— TASK ITEM —
Read through the lines below and copy the ones holding the string "Target".

━━ SUPPLIED MATERIAL ━━

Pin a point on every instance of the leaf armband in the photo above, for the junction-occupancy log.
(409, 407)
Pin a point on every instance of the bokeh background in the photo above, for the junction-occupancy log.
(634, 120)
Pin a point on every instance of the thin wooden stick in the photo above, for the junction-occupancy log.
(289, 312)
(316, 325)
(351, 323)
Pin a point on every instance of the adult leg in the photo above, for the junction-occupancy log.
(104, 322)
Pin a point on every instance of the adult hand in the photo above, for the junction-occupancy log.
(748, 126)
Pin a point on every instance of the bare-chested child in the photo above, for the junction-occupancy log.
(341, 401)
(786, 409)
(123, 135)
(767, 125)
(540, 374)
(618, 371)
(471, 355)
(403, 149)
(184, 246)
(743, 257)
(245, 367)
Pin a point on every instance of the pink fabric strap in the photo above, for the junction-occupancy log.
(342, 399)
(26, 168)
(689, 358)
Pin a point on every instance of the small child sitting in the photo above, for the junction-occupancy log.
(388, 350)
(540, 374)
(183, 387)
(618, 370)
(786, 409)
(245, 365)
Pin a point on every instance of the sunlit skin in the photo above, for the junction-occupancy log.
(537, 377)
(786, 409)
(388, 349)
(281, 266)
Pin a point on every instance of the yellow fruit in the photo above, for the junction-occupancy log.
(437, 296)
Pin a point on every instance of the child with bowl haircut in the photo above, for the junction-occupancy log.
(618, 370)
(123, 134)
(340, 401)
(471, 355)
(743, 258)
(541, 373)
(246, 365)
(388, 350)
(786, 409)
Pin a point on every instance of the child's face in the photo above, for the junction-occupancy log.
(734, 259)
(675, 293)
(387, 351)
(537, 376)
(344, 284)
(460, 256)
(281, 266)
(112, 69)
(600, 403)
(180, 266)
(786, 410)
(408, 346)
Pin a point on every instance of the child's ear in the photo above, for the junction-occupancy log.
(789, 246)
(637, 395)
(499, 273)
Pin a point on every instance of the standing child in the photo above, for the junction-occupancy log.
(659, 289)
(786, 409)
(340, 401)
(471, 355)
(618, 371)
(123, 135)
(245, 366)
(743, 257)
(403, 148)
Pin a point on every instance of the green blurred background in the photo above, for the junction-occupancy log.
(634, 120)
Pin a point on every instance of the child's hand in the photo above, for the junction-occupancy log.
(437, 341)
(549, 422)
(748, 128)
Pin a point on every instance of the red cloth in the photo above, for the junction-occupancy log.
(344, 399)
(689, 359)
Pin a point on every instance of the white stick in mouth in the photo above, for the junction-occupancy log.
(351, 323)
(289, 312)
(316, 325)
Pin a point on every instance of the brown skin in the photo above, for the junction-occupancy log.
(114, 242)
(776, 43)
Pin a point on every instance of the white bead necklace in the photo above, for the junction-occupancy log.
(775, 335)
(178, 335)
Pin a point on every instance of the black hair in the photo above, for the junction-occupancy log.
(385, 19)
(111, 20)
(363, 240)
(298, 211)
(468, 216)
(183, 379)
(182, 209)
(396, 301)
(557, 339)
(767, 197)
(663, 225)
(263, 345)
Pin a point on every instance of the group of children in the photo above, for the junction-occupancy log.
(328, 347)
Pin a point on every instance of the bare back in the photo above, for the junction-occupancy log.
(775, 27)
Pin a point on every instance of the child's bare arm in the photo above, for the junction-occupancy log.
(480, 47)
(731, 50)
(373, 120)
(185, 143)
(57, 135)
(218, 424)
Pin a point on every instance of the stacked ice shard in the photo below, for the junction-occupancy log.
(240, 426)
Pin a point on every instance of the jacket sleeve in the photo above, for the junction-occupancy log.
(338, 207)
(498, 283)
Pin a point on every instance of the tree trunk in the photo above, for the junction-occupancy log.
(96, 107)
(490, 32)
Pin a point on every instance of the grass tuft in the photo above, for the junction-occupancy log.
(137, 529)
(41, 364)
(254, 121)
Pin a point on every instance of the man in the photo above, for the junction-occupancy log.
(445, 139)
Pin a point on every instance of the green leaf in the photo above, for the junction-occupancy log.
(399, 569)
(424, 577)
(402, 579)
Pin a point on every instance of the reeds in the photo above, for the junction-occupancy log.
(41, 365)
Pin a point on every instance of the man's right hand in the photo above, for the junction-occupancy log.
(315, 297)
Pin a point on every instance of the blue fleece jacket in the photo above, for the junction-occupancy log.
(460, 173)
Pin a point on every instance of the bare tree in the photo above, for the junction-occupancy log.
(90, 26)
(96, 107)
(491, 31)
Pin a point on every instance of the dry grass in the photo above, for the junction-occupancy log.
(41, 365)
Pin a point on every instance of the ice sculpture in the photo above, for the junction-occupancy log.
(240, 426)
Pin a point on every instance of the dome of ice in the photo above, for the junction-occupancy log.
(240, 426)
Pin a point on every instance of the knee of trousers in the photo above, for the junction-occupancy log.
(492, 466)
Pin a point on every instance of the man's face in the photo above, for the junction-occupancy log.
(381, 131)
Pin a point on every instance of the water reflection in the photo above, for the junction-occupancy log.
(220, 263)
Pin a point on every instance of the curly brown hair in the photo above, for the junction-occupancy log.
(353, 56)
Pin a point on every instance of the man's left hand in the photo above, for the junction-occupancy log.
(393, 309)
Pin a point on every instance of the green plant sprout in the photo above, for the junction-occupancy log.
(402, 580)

━━━
━━ SUPPLIED MATERIAL ━━

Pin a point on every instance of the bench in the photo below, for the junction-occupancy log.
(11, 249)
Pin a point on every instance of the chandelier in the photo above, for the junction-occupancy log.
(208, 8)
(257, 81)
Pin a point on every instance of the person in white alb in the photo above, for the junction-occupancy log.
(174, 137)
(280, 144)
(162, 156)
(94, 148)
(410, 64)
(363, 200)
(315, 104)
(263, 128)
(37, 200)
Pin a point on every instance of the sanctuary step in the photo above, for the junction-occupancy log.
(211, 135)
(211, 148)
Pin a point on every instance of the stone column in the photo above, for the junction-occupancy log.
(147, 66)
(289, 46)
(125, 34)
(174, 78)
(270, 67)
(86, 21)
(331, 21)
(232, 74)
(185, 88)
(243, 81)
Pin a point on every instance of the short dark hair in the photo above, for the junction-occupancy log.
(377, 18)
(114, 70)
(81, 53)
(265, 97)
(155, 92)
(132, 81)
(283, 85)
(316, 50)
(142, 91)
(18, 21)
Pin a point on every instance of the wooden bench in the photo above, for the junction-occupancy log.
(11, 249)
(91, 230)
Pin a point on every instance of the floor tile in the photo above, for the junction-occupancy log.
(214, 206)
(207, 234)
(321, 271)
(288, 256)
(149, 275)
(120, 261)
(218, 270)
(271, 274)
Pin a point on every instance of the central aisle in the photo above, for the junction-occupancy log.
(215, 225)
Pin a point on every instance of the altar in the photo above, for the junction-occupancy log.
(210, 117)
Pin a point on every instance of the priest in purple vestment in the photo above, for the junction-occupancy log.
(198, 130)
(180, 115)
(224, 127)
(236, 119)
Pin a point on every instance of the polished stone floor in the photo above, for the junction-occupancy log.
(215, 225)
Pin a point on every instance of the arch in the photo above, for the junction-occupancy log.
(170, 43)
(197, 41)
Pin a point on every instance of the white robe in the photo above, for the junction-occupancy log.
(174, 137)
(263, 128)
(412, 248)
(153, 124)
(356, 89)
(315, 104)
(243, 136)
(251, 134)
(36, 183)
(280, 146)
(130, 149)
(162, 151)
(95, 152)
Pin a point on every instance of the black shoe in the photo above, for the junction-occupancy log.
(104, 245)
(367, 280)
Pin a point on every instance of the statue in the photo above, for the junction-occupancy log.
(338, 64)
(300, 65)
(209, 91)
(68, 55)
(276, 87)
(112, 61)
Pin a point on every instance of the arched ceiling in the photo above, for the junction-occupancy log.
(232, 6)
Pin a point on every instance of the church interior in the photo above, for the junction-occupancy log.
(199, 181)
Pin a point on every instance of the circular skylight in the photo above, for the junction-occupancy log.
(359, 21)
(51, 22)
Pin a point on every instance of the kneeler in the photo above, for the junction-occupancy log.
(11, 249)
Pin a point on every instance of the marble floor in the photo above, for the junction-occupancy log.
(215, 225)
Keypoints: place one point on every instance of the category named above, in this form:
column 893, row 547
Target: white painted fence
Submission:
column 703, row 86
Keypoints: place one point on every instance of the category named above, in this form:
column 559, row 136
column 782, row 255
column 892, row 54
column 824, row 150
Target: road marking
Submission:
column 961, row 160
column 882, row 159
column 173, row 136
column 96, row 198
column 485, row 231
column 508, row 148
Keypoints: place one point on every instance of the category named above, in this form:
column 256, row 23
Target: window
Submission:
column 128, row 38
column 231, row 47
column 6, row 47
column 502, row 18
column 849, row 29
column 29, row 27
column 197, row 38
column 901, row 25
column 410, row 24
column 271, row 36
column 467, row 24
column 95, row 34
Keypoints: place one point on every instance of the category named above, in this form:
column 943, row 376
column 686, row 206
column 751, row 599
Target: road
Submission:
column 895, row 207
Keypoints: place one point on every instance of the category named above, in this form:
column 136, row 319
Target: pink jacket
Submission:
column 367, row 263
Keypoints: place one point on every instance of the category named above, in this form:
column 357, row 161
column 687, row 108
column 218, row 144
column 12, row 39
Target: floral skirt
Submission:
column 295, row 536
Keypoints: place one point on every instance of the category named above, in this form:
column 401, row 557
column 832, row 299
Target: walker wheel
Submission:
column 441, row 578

━━━

— RESPONSE AREA —
Target: white painted fence
Target: road marking
Target: window
Target: road
Target: pink jacket
Target: floral skirt
Target: walker wheel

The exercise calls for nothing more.